++++ ИСХОДНЫЙ ОТРЫВОК ++++

Поморы не читали отчётов иностранцев и потому не знали, что Карский проход непреодолим. Сами они чувствовали себя там как дома, а Новую Землю вообще любовно именовали Маткой. На дальней её оконечности они и нашли несчастный экипаж Баренца, потерявший капитана. Спасли, конечно. Летом наши мореходы спускались по Карскому морю в Байдарацкую губу и пересекали Ямал где речками, а где волоком (вокруг Ямала морем действительно стало никак – всё смёрзлось за столетия после похолодания). После Ямала по Оби и её притоку, реке Таз, мореходы добирались до «Златокипящей Мангазеи». Основанный в 1601 году и официально упразднённый царём спустя семь десятилетий, город дважды горел. Но сгинул вовсе не поэтому.

++++ ПРЕДОСТАВЛЕННЫЕ ДАННЫЕ ++++

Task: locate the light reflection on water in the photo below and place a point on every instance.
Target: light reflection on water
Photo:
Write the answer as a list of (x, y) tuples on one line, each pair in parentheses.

++++

* _ЗАДАНИЕ_
Перепишите часть отрывка о поморах от фрагмента со словами «Поморы не читали» до слов «вовсе не поэтому.», заменив «мореходы» на «моряки».

* _ВЫПОЛНЕННОЕ ЗАДАНИЕ_
Поморы не читали отчётов иностранцев и потому не знали, что Карский проход непреодолим. Сами они чувствовали себя там как дома, а Новую Землю вообще любовно именовали Маткой. На дальней её оконечности они и нашли несчастный экипаж Баренца, потерявший капитана. Спасли, конечно. Летом наши моряки спускались по Карскому морю в Байдарацкую губу и пересекали Ямал где речками, а где волоком (вокруг Ямала морем действительно стало никак – всё смёрзлось за столетия после похолодания). После Ямала по Оби и её притоку, реке Таз, моряки добирались до «Златокипящей Мангазеи». Основанный в 1601 году и официально упразднённый царём спустя семь десятилетий, город дважды горел. Но сгинул вовсе не поэтому.